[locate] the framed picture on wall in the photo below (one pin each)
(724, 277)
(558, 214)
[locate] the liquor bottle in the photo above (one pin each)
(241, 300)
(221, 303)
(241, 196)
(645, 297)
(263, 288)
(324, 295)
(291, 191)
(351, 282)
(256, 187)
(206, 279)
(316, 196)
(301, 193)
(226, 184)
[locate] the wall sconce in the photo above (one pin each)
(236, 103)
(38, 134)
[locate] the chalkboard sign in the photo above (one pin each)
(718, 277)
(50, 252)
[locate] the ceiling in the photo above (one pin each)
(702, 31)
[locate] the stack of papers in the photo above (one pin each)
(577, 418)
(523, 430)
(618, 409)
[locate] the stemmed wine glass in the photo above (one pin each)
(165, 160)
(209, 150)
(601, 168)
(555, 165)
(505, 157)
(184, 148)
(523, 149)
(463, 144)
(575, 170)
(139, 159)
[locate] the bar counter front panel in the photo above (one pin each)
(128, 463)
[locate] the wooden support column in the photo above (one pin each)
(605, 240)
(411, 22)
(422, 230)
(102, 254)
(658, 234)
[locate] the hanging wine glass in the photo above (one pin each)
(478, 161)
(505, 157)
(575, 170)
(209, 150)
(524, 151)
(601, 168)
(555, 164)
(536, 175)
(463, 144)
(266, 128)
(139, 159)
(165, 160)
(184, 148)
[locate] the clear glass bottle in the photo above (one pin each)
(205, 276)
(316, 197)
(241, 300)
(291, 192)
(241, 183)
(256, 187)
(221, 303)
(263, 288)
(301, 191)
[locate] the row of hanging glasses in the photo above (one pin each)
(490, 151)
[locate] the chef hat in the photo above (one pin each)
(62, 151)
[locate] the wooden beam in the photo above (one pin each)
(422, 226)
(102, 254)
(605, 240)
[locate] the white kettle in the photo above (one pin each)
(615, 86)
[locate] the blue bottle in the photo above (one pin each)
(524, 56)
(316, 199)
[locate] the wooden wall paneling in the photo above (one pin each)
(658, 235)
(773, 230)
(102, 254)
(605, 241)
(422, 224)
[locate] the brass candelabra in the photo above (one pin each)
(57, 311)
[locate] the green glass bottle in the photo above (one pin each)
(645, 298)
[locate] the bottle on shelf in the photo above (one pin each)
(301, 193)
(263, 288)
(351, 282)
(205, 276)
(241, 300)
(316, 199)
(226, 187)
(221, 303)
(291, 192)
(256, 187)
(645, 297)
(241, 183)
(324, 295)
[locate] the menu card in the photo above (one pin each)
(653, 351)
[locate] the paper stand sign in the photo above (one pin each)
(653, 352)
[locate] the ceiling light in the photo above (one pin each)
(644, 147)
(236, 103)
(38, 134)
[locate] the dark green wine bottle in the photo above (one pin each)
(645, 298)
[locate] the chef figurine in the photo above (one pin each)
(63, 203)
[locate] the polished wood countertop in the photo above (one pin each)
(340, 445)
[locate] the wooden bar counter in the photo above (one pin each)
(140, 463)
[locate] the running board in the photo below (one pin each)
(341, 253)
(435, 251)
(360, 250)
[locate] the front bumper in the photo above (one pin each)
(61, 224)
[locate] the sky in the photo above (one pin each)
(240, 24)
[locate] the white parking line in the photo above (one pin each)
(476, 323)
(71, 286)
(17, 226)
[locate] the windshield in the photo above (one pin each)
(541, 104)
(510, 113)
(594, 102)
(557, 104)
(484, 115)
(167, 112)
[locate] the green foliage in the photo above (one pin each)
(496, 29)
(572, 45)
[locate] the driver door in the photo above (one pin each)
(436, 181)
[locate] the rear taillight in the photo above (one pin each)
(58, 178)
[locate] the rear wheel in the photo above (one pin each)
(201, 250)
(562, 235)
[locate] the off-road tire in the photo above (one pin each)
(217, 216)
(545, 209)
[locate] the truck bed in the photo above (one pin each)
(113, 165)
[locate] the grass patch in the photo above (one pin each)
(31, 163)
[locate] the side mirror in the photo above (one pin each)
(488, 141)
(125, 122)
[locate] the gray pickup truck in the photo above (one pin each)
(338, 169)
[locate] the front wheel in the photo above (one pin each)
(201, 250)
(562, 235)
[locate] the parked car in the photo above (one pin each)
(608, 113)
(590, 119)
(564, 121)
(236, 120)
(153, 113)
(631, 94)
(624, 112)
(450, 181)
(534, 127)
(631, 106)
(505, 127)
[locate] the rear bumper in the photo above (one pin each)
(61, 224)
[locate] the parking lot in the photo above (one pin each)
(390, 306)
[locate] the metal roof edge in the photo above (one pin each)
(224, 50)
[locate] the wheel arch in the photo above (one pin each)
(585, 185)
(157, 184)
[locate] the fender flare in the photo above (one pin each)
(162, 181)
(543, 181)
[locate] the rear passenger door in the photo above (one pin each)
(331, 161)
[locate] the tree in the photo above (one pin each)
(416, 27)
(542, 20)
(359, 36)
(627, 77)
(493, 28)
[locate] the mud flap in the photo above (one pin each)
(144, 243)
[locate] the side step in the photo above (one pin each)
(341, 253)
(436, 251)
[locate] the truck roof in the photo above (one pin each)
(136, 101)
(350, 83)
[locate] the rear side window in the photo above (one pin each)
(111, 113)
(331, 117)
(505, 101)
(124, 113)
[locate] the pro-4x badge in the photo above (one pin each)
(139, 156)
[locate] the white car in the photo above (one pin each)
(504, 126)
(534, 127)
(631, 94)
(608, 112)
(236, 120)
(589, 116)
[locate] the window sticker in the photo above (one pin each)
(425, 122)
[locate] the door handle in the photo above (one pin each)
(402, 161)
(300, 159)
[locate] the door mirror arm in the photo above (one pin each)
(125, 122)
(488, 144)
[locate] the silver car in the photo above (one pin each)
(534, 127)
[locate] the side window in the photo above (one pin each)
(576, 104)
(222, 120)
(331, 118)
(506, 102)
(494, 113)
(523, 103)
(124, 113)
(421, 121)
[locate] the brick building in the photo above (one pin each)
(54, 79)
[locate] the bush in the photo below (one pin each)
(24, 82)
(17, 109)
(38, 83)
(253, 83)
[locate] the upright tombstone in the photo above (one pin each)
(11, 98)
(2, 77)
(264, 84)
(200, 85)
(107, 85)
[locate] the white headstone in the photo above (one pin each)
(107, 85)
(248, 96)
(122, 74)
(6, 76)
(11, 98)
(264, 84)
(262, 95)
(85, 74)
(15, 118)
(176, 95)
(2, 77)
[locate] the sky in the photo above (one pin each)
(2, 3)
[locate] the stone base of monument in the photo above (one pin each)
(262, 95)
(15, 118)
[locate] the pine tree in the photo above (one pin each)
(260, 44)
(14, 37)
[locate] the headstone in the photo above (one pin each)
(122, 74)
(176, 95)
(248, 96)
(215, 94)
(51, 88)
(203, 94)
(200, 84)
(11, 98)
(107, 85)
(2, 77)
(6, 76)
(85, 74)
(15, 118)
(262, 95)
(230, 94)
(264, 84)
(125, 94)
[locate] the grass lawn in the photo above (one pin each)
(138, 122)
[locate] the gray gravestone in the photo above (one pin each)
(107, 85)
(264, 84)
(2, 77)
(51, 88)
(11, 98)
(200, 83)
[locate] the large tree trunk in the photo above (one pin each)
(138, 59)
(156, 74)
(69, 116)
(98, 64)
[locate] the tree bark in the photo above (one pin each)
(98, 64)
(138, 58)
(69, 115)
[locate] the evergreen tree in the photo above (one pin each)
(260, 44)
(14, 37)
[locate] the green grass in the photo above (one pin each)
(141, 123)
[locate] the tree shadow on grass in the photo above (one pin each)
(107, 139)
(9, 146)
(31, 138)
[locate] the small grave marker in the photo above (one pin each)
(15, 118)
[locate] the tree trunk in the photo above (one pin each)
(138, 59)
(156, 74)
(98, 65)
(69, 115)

_EXERCISE INSTRUCTIONS_.
Extract the full listing above without altering anything.

_OUTPUT OF THE EXERCISE_.
[locate] the framed picture on wall in the photo below (one pin each)
(724, 277)
(558, 214)
[locate] the liquor bottle in the photo above (one pin each)
(241, 300)
(221, 303)
(241, 196)
(645, 297)
(263, 288)
(324, 295)
(291, 191)
(351, 282)
(256, 187)
(206, 279)
(316, 196)
(301, 193)
(226, 184)
[locate] the wall sconce in the photo above (one pin each)
(236, 103)
(38, 134)
[locate] the chalkboard sign in the photo above (one pin each)
(718, 277)
(50, 252)
[locate] the ceiling in the photo above (one pin each)
(702, 31)
[locate] the stack of papers in the photo above (one pin each)
(577, 418)
(523, 430)
(618, 409)
[locate] the stemmed wine glass in the photo above (one pin each)
(165, 160)
(209, 150)
(601, 168)
(555, 165)
(505, 157)
(184, 148)
(523, 149)
(463, 144)
(575, 170)
(139, 159)
[locate] the bar counter front panel in the photo above (one pin each)
(128, 463)
[locate] the wooden support column in the photo above (one pin each)
(605, 240)
(411, 22)
(422, 230)
(102, 254)
(658, 234)
[locate] the hanging wine glass in the photo above (one pin each)
(478, 161)
(505, 157)
(575, 170)
(209, 150)
(524, 151)
(601, 168)
(555, 164)
(536, 175)
(463, 144)
(266, 128)
(139, 159)
(165, 160)
(184, 148)
[locate] the clear glass bottle in the photo above (one pin each)
(205, 276)
(316, 197)
(241, 300)
(291, 192)
(241, 183)
(256, 187)
(221, 303)
(263, 288)
(301, 191)
[locate] the row of hanging glasses in the photo above (one pin each)
(490, 151)
[locate] the chef hat in the photo above (one pin each)
(62, 151)
[locate] the wooden beam in the photo above (one pin each)
(422, 226)
(102, 254)
(605, 240)
[locate] the white kettle in the photo above (one pin each)
(615, 86)
[locate] the blue bottle in the photo above (one pin each)
(524, 56)
(316, 199)
[locate] the wooden wall paneling in the photo above (one pin each)
(658, 235)
(773, 230)
(102, 254)
(605, 241)
(422, 224)
[locate] the brass candelabra in the photo above (one pin each)
(57, 311)
[locate] the green glass bottle in the photo above (one pin each)
(645, 298)
[locate] the bottle on shelf in the photo above (one pin each)
(301, 193)
(263, 288)
(351, 282)
(205, 276)
(241, 300)
(316, 199)
(226, 187)
(221, 303)
(291, 192)
(256, 187)
(645, 297)
(241, 183)
(324, 295)
[locate] the menu card in the photo above (one pin each)
(653, 351)
[locate] the paper stand sign in the photo above (one pin each)
(653, 352)
[locate] the ceiling light in the photo above (one pin each)
(644, 147)
(236, 103)
(38, 134)
[locate] the dark green wine bottle in the photo above (one pin each)
(645, 298)
[locate] the chef figurine in the photo above (one pin each)
(63, 203)
[locate] the polished wood countertop in the photo above (one pin each)
(340, 445)
[locate] the wooden bar counter in the photo above (one pin each)
(140, 463)
[locate] the running board in the photo below (one pin each)
(341, 253)
(435, 251)
(360, 250)
[locate] the front bumper in the photo above (one pin each)
(61, 224)
[locate] the sky in the photo above (one pin each)
(240, 24)
[locate] the white parking line in the photo above (one pin each)
(476, 323)
(71, 286)
(17, 226)
[locate] the windshield in the photo above (one pin each)
(541, 104)
(510, 113)
(594, 102)
(557, 104)
(484, 115)
(167, 112)
[locate] the green foliage in the photo above (one pin each)
(496, 29)
(572, 45)
[locate] the driver door in the photo above (one pin each)
(436, 181)
[locate] the rear taillight in the photo above (one pin each)
(58, 178)
[locate] the rear wheel in the photo above (one pin each)
(201, 250)
(562, 235)
[locate] the off-road tire in the photo above (one pin each)
(217, 216)
(545, 209)
[locate] the truck bed in the photo above (one pin each)
(113, 165)
[locate] the grass patch in the photo above (one pin each)
(31, 163)
[locate] the side mirror in the photo above (one pin each)
(488, 141)
(125, 122)
[locate] the gray pickup truck in the photo above (one pin each)
(338, 169)
[locate] the front wheel in the photo above (one pin each)
(201, 250)
(562, 235)
[locate] the parked car in the photo above (one pin each)
(608, 113)
(590, 119)
(564, 121)
(236, 120)
(153, 113)
(631, 94)
(624, 112)
(450, 181)
(534, 127)
(631, 106)
(505, 127)
[locate] the rear bumper in the photo above (one pin each)
(61, 224)
[locate] the parking lot in the photo above (one pin each)
(390, 306)
[locate] the metal roof edge in the photo above (one pin each)
(224, 50)
[locate] the wheel arch in the photo above (one pin each)
(585, 185)
(157, 184)
[locate] the fender flare in the photo above (one pin each)
(162, 181)
(543, 181)
[locate] the rear passenger door in the photo above (one pin each)
(331, 161)
[locate] the tree in the photo above (one pin each)
(416, 27)
(542, 20)
(359, 36)
(627, 77)
(493, 28)
[locate] the mud flap in the photo above (one pin each)
(144, 243)
[locate] the side step in the photo above (one pin each)
(341, 253)
(436, 251)
[locate] the truck roof in the photo above (one pin each)
(136, 101)
(350, 83)
[locate] the rear side window in the photo above (one pin each)
(111, 113)
(331, 117)
(505, 101)
(124, 113)
[locate] the pro-4x badge in the photo above (one pin each)
(139, 156)
[locate] the white car in the photo above (one pin each)
(504, 126)
(534, 127)
(631, 94)
(608, 112)
(236, 120)
(589, 116)
[locate] the window sticker in the photo above (one pin each)
(425, 122)
[locate] the door handle in the photo above (one pin each)
(402, 161)
(300, 159)
[locate] the door mirror arm in the photo above (one pin each)
(125, 122)
(488, 144)
[locate] the silver car in the photo above (one pin each)
(534, 127)
[locate] the side window in the photo above (one pin each)
(576, 104)
(222, 120)
(331, 118)
(506, 102)
(494, 113)
(523, 103)
(124, 113)
(421, 121)
[locate] the brick building in the photo above (one pin each)
(54, 79)
[locate] the bush in the photo below (one pin each)
(24, 82)
(17, 109)
(38, 83)
(253, 83)
[locate] the upright tombstone in the photo above (one pin each)
(11, 98)
(2, 77)
(264, 84)
(200, 85)
(107, 85)
[locate] the white headstone in the photo above (one pin each)
(107, 85)
(248, 96)
(122, 74)
(6, 76)
(11, 98)
(264, 84)
(262, 95)
(85, 74)
(15, 118)
(176, 95)
(2, 77)
[locate] the sky in the photo above (one pin each)
(2, 3)
[locate] the stone base of monument in the photo above (one pin each)
(262, 95)
(15, 118)
[locate] the pine tree in the photo above (one pin each)
(260, 44)
(14, 37)
[locate] the headstone in the photo above (one pin each)
(122, 74)
(176, 95)
(248, 96)
(215, 94)
(51, 88)
(203, 94)
(200, 84)
(11, 98)
(107, 85)
(2, 77)
(6, 76)
(85, 74)
(15, 118)
(262, 95)
(230, 94)
(264, 84)
(125, 94)
[locate] the grass lawn in the photo above (one pin each)
(138, 122)
[locate] the gray gravestone in the photo above (one pin each)
(107, 85)
(264, 84)
(2, 77)
(51, 88)
(11, 98)
(200, 83)
[locate] the large tree trunk in the photo above (one pin each)
(138, 59)
(156, 74)
(69, 116)
(98, 64)
[locate] the tree bark in the photo above (one pin each)
(98, 64)
(138, 58)
(69, 115)
[locate] the evergreen tree in the photo above (one pin each)
(260, 44)
(14, 37)
[locate] the green grass in the photo above (one pin each)
(141, 123)
[locate] the tree shadow on grass in the photo above (one pin each)
(107, 139)
(9, 146)
(31, 138)
[locate] the small grave marker in the photo above (one pin each)
(15, 118)
[locate] the tree trunk in the photo above (one pin each)
(138, 59)
(156, 74)
(98, 65)
(69, 115)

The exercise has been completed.